■ STATED EXERCISE: Copy out the stretch of items from the line containing "porch railing?" through the line containing "top-left (430, 277), bottom-right (636, 343)", both ends included, reproducing each line verbatim.
· · ·
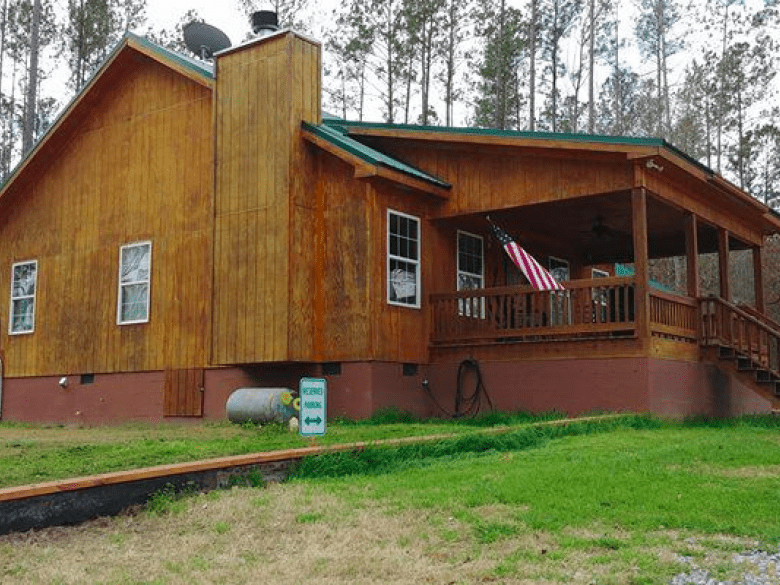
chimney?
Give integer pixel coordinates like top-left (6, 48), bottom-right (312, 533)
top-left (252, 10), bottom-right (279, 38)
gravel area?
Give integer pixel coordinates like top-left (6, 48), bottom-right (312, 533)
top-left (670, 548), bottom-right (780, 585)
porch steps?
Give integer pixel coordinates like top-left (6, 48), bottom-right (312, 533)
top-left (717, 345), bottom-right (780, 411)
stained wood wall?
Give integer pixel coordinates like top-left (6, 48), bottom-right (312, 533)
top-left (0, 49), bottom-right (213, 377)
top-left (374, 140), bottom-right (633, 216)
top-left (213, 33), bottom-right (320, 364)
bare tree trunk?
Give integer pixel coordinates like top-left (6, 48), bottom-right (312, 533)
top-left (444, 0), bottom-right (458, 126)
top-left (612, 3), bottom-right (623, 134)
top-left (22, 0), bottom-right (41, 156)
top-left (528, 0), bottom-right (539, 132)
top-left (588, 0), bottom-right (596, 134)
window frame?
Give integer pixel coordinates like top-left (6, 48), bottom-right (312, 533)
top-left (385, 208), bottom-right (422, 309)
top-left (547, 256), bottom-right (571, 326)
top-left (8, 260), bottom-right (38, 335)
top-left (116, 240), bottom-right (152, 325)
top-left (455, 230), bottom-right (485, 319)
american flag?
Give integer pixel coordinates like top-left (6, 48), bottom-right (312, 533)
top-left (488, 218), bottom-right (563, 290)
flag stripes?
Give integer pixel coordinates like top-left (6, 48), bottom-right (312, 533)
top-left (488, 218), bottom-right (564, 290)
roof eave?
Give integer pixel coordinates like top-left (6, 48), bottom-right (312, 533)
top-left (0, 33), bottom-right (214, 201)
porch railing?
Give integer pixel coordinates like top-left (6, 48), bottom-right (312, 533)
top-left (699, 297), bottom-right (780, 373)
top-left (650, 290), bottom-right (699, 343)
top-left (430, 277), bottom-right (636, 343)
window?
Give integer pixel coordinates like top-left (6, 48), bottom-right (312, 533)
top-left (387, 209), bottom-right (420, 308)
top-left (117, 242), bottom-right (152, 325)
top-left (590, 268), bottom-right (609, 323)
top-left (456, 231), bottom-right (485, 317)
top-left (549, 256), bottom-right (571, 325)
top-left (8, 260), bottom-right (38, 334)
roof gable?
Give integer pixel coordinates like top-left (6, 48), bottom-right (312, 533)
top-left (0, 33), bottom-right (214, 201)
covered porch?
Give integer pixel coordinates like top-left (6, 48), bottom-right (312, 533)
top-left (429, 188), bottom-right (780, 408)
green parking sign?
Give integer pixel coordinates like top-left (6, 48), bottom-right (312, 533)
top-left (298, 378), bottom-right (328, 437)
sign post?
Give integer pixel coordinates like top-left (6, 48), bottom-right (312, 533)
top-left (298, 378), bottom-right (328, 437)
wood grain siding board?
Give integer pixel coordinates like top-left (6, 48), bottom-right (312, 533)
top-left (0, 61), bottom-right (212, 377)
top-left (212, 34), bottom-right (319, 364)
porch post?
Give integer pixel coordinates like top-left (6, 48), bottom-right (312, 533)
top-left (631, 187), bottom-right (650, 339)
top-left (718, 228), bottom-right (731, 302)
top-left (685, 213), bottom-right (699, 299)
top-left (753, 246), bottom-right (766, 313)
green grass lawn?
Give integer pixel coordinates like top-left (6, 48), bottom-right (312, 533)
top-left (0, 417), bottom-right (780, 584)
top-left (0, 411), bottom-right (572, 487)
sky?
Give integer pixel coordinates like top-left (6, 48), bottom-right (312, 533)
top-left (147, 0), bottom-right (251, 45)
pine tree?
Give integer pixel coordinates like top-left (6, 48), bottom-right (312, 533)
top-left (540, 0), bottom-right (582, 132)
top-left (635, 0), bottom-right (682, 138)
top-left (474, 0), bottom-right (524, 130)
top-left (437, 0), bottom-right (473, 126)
· · ·
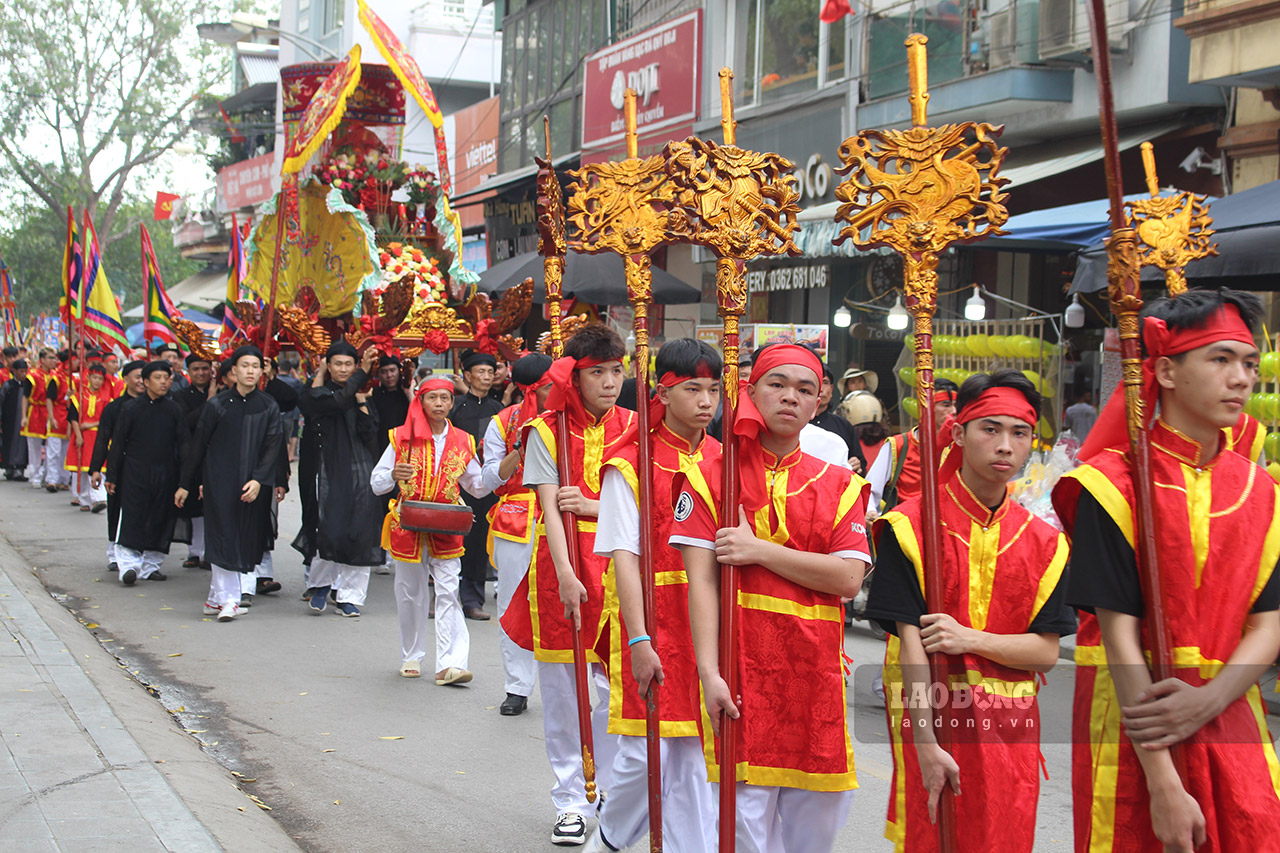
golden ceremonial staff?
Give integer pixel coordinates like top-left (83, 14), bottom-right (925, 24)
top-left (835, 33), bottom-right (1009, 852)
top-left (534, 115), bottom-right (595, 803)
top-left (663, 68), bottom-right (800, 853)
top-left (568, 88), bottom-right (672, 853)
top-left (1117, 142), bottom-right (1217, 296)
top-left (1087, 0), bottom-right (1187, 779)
· · ·
■ ANSWER TO THIS EXERCISE:
porch railing?
Give integer pixel coordinates like top-left (6, 48), bottom-right (312, 533)
top-left (699, 297), bottom-right (780, 373)
top-left (650, 290), bottom-right (699, 343)
top-left (430, 277), bottom-right (636, 343)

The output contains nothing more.